Sobre a tarefa: Com base no trecho abaixo, explique, por favor, por que Piva pediu a Pelé que gravasse a chamada de novo em vez de corrigir o erro na gravação feita. Responda em até duas frases.

Seção do documento:
○ ○ ○ ○ ○
Com toda gentileza e cortesia, Pelé dirigiu-se ao gravador devidamente posicionado abaixo de seu queixo e começou a ler o texto. Porém, quando estava na última sílaba da frase, pronunciou incorretamente a letra “S” no fim do sobrenome do apresentador de “A Grande Parada”. Ou seja, em vez de dizer “Piva”, o craque do Santos proferiu “Pivas”.
“Se isso acontecesse hoje em dia, eu pediria para o editor da rádio cortar o ‘S’ no final, mas naquela época era complicado fazer isso com gravador de rolo, então pedi para o Pelé gravar de novo. Ele ensaiou mais duas ou três vezes, mas na hora de gravar falou ‘Pivas’ de novo. Acredite se quiser, todas as vezes que Pelé voltou para jogar em Campinas, continuou me chamando de ‘Pivas’ e sempre perguntava se não iríamos gravar uma nova chamada para o programa”, delicia-se Piva.
Em agosto de 1970, Pelé realizava a sua quarta visita ao estádio Moisés Lucarelli, onde havia pisado pela primeira vez no dia 8 de dezembro de 1957, aos 17 anos, marcando um dos gols da vitória santista por 2 a 1. A quinta e última aparição do Rei no campo da Ponte aconteceu em 1971. Em todas as ocasiões, Pelé saiu vitorioso e, com exceção do duelo de 1970, sempre marcou pelo menos um gol.
Atualmente com 80 anos, Edson Arantes do Nascimento, o Pelé, recupera-se de uma cirurgia para retirada de tumor no cólon direito, no Hospital Albert Einstein, em São Paulo.
“A Ponte Preta era para ter sido campeã paulista em 1970, mas foi roubada na final contra o São Paulo. O Arnaldo Cezar Coelho deu um pênalti do zagueiro Geraldo dois passos fora da grande área. Eu estava transmitindo o jogo no Morumbi, assim como também trabalhei nos três jogos da decisão contra o Corinthians, em 1977. Eu estava atrás do gol do Carlos quando o Boschilia expulsou o Ruy Rey. A Ponte era muito superior e podia ser no mínimo tricampeã paulista, pois também jogou a final contra o Corinthians em 1979”, declara Piva.
○ ○ ○ ○ ○
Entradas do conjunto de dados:
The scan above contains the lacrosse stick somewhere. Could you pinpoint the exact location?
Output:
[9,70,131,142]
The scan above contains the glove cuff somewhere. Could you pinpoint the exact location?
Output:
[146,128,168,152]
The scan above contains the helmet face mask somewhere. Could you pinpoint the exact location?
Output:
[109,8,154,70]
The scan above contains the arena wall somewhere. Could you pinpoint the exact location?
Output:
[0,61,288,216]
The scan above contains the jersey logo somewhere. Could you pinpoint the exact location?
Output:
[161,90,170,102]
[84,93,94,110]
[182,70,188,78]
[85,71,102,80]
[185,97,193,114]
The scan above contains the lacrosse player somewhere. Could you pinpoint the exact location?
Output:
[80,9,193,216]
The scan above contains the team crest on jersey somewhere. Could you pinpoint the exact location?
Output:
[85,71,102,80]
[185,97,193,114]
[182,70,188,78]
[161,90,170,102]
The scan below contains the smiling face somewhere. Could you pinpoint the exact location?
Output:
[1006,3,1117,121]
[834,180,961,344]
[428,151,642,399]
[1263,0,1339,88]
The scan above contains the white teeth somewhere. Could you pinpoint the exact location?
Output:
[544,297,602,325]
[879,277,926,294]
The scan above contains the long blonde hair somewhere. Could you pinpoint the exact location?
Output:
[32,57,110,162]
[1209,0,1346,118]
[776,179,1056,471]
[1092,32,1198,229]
○ ○ ○ ○ ○
Resultado do exercício: Naquela época, cortar o "S" final era complicado porque a gravação era feita em gravador de rolo. Se fosse hoje, Piva pediria ao editor da rádio que simplesmente cortasse o "S".